*EXERCISE INPUT*
◆ ◆ ◆ ◆ ◆

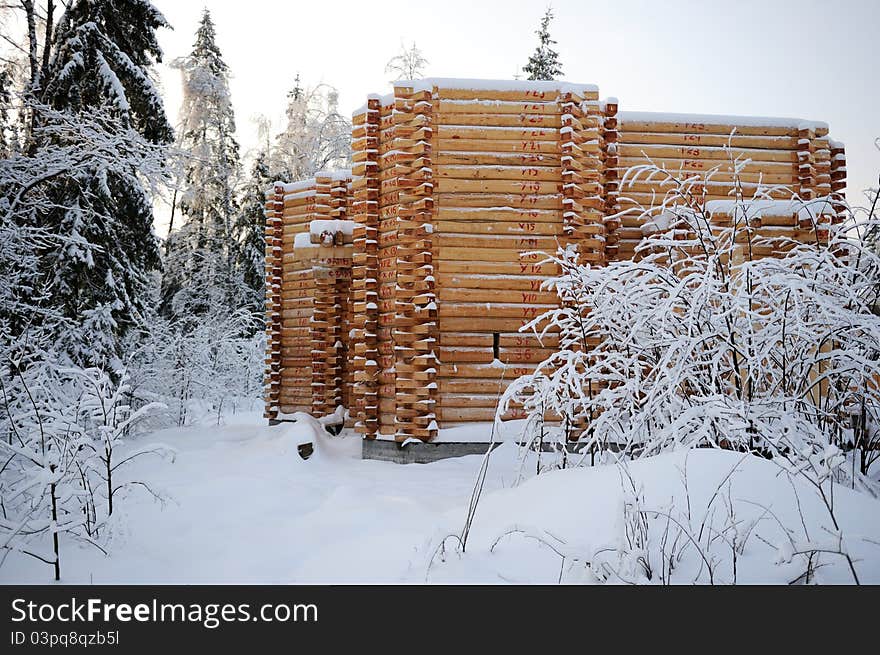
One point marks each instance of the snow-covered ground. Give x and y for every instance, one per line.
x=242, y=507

◆ ◆ ◆ ◆ ◆

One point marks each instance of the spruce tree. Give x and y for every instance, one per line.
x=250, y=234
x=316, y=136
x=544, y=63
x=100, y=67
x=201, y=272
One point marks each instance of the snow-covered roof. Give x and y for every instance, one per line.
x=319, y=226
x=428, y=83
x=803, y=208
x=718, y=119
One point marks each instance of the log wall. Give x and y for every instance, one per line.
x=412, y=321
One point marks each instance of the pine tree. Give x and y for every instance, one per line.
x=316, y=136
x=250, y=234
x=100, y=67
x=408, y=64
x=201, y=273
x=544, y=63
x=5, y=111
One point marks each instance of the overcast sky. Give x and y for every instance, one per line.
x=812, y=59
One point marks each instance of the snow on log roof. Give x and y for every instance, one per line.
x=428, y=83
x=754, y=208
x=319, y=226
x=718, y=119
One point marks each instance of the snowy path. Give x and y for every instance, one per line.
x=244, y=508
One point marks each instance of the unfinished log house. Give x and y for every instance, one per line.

◆ ◆ ◆ ◆ ◆

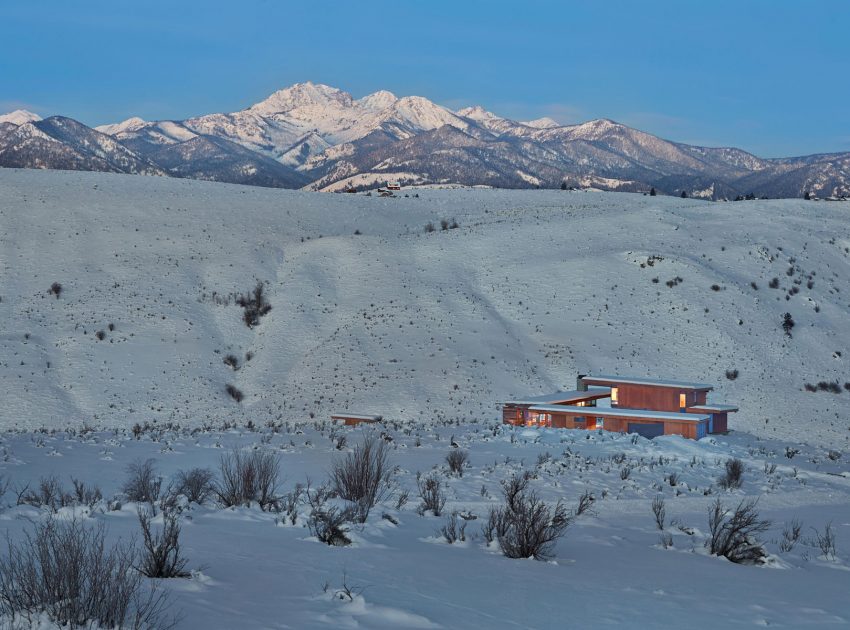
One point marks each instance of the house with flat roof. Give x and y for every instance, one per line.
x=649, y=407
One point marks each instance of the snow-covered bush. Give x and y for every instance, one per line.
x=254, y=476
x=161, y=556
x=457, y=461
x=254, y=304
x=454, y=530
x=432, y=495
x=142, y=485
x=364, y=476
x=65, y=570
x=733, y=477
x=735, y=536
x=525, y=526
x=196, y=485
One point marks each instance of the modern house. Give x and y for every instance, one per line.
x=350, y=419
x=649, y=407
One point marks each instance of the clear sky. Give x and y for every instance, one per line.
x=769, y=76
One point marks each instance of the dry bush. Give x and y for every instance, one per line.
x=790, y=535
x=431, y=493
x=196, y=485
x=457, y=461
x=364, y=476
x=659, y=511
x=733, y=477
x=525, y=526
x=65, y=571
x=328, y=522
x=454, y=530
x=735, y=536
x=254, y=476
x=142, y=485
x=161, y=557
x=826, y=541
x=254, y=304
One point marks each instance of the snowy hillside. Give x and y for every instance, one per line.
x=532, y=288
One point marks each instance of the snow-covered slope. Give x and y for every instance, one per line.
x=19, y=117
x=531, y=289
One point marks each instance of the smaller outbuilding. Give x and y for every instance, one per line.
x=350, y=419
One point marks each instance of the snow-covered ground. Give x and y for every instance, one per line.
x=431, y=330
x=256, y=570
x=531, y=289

◆ ◆ ◆ ◆ ◆

Write out everything from the line containing "One point marks each instance of the snow-covered roof." down to the line containing "x=244, y=508", both included, and nothing else. Keep the requests as they are, but multiply every x and y coordinate in the answers by 0.9 and round to whole numbers, with halves rounding up.

*ANSWER*
One point marks each instance of the snow-covered roof. Give x and y for every instance, one per line.
x=287, y=203
x=385, y=75
x=723, y=187
x=646, y=107
One point marks each instance of the log wall. Give x and y for every instance, one per line.
x=371, y=289
One point marks each instance of the pine tree. Give x and y for every instance, one per line.
x=284, y=122
x=225, y=211
x=90, y=60
x=367, y=58
x=181, y=246
x=490, y=57
x=5, y=100
One point marks each instance of the overcast sky. Give x and y for every instance, one per line.
x=731, y=53
One point marks each instance of the snow on log roof. Give x and y for every instance, one per line.
x=385, y=75
x=679, y=187
x=287, y=203
x=646, y=107
One point marks each instance of the snowy path. Give x and y for every instance, one per line.
x=220, y=457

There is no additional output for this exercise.